-- Begin Source --

Arpad Elo invented a formula to measure chess skill. It became one of the most influential rating systems in the world — and now it powers competitive play in BigChess.

Introduction: A Number That Tells Your Story

Every competitive chess player has a number. It sits beside their name on club walls, tournament tables, and online profiles. It climbs after victories and drops after losses. It is not a perfect measure of anything, and yet chess players guard it with a seriousness that borders on the personal. That number is their ELO rating, and it represents one of the most influential inventions in the history of competitive play.

The ELO system began as a tool for ranking chess players in the United States in the 1950s. It grew to become the official rating system of FIDE, the international chess federation. And then it escaped chess entirely, spreading into video games, professional sports, academic peer review, and a dating app that explicitly uses it to rank users by desirability. A Hungarian-American physics professor's mathematical formula for measuring chess skill became the dominant paradigm for measuring competitive ability in dozens of unrelated fields.

-- End Source --
-- Begin Given records --

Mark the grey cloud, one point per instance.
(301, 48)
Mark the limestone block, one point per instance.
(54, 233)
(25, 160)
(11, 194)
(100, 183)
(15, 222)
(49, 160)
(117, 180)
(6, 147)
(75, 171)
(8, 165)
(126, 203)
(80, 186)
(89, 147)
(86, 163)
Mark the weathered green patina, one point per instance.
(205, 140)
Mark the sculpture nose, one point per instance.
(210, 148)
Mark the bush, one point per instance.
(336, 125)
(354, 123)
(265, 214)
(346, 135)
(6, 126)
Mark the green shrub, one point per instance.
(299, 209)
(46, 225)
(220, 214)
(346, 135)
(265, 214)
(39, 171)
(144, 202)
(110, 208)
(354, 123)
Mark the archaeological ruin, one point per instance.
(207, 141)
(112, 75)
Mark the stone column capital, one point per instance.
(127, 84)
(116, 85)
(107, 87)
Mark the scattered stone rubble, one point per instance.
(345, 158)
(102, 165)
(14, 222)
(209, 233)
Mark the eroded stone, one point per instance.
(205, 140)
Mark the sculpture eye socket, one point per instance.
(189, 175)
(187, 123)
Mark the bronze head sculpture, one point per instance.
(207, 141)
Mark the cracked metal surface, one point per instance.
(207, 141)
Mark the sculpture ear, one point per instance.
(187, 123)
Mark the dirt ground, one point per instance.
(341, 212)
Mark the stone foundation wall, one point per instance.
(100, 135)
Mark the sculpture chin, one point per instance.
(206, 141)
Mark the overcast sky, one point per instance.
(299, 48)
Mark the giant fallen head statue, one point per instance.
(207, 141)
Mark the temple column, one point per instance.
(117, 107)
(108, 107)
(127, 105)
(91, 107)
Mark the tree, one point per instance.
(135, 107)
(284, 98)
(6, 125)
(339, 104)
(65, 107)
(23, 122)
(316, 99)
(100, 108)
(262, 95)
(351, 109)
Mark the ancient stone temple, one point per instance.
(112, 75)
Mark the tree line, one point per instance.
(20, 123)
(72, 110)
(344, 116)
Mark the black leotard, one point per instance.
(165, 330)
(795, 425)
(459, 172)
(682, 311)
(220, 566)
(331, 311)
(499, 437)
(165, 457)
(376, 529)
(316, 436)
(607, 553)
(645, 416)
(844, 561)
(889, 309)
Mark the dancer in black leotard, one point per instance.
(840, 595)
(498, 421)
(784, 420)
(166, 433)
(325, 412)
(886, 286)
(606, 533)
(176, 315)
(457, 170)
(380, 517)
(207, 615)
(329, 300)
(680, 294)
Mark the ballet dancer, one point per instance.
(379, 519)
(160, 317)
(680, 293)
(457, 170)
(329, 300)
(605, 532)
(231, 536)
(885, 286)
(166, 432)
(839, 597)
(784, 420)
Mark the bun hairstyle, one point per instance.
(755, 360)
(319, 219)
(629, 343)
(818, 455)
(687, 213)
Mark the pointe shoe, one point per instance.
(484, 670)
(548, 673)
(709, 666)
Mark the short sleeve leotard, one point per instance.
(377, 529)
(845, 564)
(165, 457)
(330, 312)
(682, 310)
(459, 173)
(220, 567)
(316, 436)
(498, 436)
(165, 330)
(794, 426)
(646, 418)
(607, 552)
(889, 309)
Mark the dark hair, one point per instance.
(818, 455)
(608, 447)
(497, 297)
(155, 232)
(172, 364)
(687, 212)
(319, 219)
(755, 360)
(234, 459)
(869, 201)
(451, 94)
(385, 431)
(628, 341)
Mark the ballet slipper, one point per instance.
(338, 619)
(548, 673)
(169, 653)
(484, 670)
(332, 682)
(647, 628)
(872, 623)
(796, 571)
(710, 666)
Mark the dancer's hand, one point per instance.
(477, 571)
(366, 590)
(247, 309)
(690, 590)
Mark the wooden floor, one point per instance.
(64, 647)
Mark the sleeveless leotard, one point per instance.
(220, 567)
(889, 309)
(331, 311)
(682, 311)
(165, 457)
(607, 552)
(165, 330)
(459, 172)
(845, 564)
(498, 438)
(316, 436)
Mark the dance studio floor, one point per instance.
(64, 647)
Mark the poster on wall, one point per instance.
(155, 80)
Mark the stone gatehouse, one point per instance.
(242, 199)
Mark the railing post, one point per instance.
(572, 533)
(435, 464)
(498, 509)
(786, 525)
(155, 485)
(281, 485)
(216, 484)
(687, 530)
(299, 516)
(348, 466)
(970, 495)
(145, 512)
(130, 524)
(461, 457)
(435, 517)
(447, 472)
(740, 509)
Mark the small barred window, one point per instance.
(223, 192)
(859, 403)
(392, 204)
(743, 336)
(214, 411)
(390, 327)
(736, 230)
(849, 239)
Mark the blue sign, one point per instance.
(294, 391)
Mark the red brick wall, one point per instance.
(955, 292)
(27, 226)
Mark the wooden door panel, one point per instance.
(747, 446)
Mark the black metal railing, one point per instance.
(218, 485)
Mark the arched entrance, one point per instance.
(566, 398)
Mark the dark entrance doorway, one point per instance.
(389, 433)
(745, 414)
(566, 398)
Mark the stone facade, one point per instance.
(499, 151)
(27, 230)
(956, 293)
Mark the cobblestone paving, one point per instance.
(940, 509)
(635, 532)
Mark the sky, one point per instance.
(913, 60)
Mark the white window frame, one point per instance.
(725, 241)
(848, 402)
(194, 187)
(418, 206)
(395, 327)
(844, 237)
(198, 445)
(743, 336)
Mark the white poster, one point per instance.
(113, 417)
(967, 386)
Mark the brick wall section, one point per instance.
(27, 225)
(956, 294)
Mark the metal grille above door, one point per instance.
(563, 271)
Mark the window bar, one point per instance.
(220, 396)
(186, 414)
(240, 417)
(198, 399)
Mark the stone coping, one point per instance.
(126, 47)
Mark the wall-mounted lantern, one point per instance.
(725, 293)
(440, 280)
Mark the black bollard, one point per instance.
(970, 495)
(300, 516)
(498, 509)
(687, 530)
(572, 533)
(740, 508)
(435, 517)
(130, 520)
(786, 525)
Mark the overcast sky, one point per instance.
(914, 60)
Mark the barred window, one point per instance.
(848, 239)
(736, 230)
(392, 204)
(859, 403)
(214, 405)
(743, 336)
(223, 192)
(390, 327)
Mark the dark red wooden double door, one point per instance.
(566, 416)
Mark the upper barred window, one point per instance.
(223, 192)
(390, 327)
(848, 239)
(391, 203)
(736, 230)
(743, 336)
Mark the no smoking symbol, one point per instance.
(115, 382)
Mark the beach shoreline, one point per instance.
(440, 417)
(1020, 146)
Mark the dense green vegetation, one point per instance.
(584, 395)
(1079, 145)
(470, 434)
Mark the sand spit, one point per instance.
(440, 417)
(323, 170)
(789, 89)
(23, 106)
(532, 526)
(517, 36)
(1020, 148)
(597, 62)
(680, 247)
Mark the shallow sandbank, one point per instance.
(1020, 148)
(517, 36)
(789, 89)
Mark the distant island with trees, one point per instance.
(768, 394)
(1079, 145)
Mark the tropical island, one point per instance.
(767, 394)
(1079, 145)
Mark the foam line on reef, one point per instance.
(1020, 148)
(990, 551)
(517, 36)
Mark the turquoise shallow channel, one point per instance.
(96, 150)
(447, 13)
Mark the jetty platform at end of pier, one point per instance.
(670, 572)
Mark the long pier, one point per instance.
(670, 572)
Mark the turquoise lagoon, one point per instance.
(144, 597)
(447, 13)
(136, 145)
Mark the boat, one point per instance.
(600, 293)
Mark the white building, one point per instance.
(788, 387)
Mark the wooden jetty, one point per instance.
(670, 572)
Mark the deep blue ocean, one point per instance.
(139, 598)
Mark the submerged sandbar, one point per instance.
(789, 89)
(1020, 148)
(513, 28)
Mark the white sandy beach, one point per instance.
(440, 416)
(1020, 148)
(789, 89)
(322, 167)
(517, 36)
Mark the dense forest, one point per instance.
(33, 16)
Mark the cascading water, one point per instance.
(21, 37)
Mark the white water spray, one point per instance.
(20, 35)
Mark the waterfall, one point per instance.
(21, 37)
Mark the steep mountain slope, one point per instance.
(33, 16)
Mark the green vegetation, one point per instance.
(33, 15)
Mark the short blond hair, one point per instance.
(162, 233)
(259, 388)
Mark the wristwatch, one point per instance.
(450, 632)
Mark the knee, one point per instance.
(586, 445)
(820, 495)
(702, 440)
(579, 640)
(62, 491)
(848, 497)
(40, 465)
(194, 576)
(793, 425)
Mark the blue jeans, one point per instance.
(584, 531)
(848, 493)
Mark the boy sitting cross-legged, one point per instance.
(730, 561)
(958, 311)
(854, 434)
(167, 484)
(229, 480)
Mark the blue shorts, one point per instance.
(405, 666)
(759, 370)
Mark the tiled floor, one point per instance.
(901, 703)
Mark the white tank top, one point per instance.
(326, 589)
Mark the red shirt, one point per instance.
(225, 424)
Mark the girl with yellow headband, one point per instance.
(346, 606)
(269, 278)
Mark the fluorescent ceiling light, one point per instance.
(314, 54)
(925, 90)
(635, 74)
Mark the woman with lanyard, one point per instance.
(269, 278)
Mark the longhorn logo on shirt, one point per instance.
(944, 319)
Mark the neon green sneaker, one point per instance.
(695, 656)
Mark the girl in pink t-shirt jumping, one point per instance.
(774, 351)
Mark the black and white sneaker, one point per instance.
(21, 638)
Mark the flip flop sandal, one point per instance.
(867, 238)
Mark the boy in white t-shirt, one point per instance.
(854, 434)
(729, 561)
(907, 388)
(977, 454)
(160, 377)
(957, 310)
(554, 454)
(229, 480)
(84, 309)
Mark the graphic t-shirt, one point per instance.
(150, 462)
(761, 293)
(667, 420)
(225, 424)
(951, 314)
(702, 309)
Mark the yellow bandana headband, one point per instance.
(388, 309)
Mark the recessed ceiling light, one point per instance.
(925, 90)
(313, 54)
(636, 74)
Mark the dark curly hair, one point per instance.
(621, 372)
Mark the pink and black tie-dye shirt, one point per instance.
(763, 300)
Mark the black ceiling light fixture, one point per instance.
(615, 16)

-- End Given records --

Please reproduce the article on Elo ratings from "Introduction: A Number" up to and including "of competitive play.". The items are separate material, unconnected to the article on Elo ratings.

Complete output:
Introduction: A Number That Tells Your Story

Every competitive chess player has a number. It sits beside their name on club walls, tournament tables, and online profiles. It climbs after victories and drops after losses. It is not a perfect measure of anything, and yet chess players guard it with a seriousness that borders on the personal. That number is their ELO rating, and it represents one of the most influential inventions in the history of competitive play.